* **WHAT NEEDS TO BE DONE**
An exact copy of the entries is needed, with every picture left out.

━━━ RECORDED DATA ━━━

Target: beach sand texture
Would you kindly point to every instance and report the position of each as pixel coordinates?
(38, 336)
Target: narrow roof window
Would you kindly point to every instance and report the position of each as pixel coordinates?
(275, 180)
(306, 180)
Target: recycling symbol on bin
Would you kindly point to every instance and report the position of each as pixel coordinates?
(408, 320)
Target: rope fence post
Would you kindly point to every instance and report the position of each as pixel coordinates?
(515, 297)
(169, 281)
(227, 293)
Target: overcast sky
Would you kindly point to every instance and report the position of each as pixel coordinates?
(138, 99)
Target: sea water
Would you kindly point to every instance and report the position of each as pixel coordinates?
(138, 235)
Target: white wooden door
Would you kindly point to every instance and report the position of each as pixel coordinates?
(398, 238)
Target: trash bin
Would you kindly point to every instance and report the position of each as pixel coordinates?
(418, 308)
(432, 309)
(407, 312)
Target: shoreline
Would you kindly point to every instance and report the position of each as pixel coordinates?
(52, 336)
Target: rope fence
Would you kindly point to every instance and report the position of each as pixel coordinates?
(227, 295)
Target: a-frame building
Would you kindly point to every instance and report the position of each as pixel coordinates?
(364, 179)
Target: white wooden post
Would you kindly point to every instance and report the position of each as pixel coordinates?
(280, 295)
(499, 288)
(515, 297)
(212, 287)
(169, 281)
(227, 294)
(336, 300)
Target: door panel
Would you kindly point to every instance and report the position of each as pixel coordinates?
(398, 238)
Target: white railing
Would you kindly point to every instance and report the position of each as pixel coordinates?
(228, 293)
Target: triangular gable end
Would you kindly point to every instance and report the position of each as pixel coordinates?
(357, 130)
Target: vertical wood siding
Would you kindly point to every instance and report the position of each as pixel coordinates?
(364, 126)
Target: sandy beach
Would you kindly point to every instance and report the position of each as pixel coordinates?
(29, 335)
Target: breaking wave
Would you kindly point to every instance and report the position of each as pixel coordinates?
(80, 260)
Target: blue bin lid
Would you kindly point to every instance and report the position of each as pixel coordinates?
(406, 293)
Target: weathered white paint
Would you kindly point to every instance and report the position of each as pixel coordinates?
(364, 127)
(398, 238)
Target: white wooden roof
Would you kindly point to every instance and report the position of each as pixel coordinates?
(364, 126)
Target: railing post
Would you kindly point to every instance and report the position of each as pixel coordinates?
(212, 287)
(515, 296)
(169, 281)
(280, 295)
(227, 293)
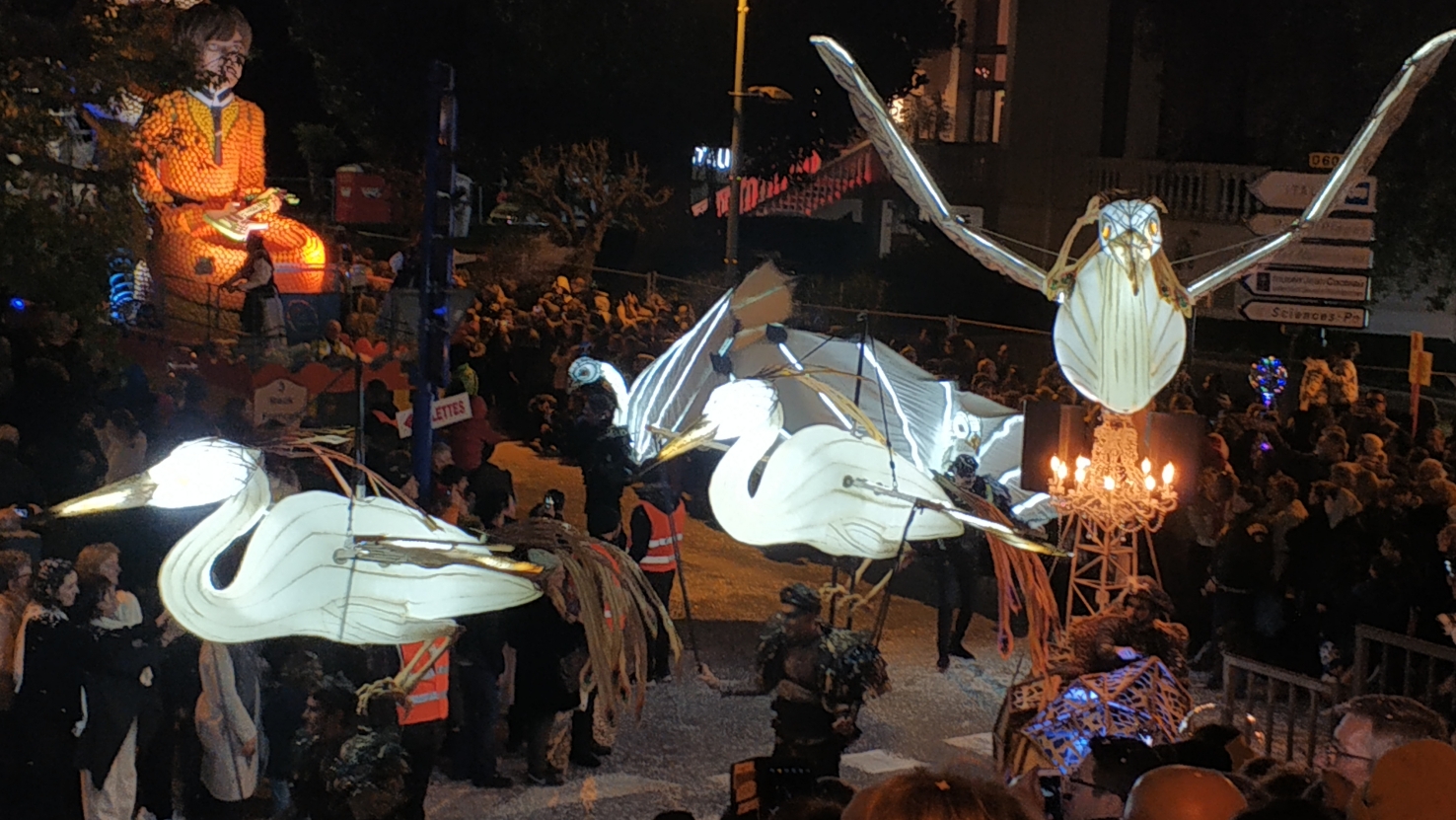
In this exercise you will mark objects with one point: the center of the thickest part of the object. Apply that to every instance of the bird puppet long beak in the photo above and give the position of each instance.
(125, 494)
(700, 433)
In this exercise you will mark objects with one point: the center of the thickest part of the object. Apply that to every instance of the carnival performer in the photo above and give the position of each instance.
(202, 167)
(820, 678)
(1136, 627)
(262, 309)
(955, 561)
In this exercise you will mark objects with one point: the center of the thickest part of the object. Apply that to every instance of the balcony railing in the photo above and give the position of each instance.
(1192, 191)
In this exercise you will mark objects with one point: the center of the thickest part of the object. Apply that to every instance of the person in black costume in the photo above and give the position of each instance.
(121, 707)
(48, 701)
(820, 678)
(955, 563)
(550, 650)
(603, 450)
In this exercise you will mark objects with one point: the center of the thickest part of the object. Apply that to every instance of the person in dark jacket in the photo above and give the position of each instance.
(121, 707)
(606, 465)
(549, 652)
(48, 697)
(477, 661)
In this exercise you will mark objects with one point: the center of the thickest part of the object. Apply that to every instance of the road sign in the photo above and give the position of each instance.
(1339, 257)
(1294, 191)
(1305, 315)
(1309, 284)
(1330, 227)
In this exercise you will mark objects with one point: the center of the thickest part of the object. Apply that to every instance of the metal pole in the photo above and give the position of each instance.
(736, 147)
(434, 280)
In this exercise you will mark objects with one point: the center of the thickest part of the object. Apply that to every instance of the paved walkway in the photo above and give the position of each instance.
(679, 753)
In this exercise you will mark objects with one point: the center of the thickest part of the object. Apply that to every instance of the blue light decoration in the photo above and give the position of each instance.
(1141, 700)
(121, 280)
(1269, 378)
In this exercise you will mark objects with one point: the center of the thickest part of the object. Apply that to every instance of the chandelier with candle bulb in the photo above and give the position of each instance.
(1114, 488)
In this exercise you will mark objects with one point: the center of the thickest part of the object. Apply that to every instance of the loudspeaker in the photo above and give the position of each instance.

━━━

* **RESPONSE BELOW**
Target: beach sand texture
Would you kindly point to every instance and report the position of each as pixel coordinates?
(38, 336)
Target: narrow roof window
Would you kindly point to every instance and report the position of each as pixel coordinates?
(275, 180)
(306, 180)
Target: recycling symbol on bin
Would you kindly point to every instance and report the position of each as pixel coordinates?
(408, 320)
Target: rope fence post
Would you kindly point to every instance and report the position of each as pixel coordinates?
(515, 297)
(169, 281)
(227, 293)
Target: overcast sky
Would you kindly point to every instance and report the position of each as pixel coordinates?
(138, 99)
Target: sea water
Would you kindly point to every instance and report the position of each as pixel coordinates?
(138, 235)
Target: white wooden door
Would you kindly point to every instance and report the position of each as pixel coordinates?
(398, 238)
Target: trash bin
Would you kindly point to every instance and report the position of each as pixel coordinates?
(418, 308)
(432, 309)
(407, 312)
Target: shoreline
Would you kindly point to every instance and report the position of each as pixel coordinates?
(52, 336)
Target: rope fence
Would you kindly point to every instance and report the position of each as pixel coordinates?
(227, 295)
Target: a-frame building
Would you kindly point to every instance and report the position of each as pixel coordinates?
(364, 179)
Target: white wooden post
Would you kindly point to every instance and report the position of each as pixel coordinates?
(280, 295)
(499, 288)
(515, 297)
(212, 287)
(169, 281)
(227, 294)
(336, 300)
Target: door panel
Would you kindly point to every instance and report the position of each as pixel coordinates?
(398, 238)
Target: white railing
Would you kindly point to every instance and report the position of each as pixel coordinates?
(228, 293)
Target: triangular gable end
Would you kindly point to every instance and report the position of each as pixel coordinates?
(357, 130)
Target: vertical wood siding
Would you kindly point to every instance and report the position of each as pixel coordinates?
(364, 126)
Target: sandy beach
Would you kindly point to every instance and report the position of each as pixel coordinates?
(29, 335)
Target: breaking wave
Would you kindly point to every instance and report the position of each as pixel coordinates?
(80, 260)
Target: blue bin lid
Would you kindly point to every instance and report the position of each as pixel coordinates?
(406, 293)
Target: weathered white paint
Would you kindly point to every instance and report the position of each as pixel coordinates?
(364, 127)
(398, 238)
Target: white wooden roof
Would you kindly point to every instance and report the position of each as pixel coordinates?
(364, 126)
Target: railing post
Would you kindly point to every instance and report the position of each as pixel coordinates?
(212, 287)
(515, 296)
(169, 281)
(280, 295)
(227, 293)
In this exercise you will mark objects with one point: the center of the thickest part of the object. Apply that to every instance of the bird puppet long beak in the photo above and give the position of each instance.
(125, 494)
(700, 433)
In this exercise you will mark objects with one point: the center of the thickest part of the object. Apply that to every instance of the carnival performer in the photo above and give the position of each instance.
(202, 167)
(820, 678)
(1136, 627)
(262, 309)
(955, 561)
In this exercise you will mark objects with one point: the center of the thickest part of the object. Apply that to every instance of the balcony railing in the photo above and give the position of each instance.
(1192, 191)
In this exercise you will mark objects with one point: the center of the thickest part of the object. Apply that to every instance of the person in black costume in the photo above and give the position of each instance.
(121, 707)
(48, 701)
(820, 678)
(955, 563)
(550, 650)
(603, 450)
In this exercise you will mark objects with one point: the center of the thickest part of the object. Apply that to every instance of the person in dark jacket in the photo above and give the position of each instance.
(121, 707)
(606, 465)
(549, 652)
(48, 697)
(477, 661)
In this exercise you will mark objects with one point: the center of the thickest part of the object. Apply that to every instance of the road sign in the photo above and give the position of each instance.
(1339, 257)
(1294, 191)
(1305, 315)
(1309, 284)
(1330, 227)
In this exercise you will mark objects with one point: the center of the thickest part of the object. Apply that to every instance of the metal pole in the photo above and give the position of each instance.
(736, 147)
(434, 280)
In this exercise you will mark objects with one point: the center of the thickest part of the object. Apply that to every instance of the paved walkway in the photo above and give the position of each instance.
(679, 753)
In this exercise you will mark objects with one point: the center of the thickest part of the object. Apply that to every instance of the blue light decoration in the photo above and give the position of each instance.
(1141, 700)
(121, 280)
(1269, 378)
In this exercise you will mark objects with one point: the center of the thickest part of the object. Apply that to every instance of the chandelier with candle bulb in the photo above and give the position of each instance.
(1114, 488)
In this exercise you will mark objects with one point: the center of the thickest part of the object. Apply that to every instance of the loudspeaker in the photo above and give the position of each instance.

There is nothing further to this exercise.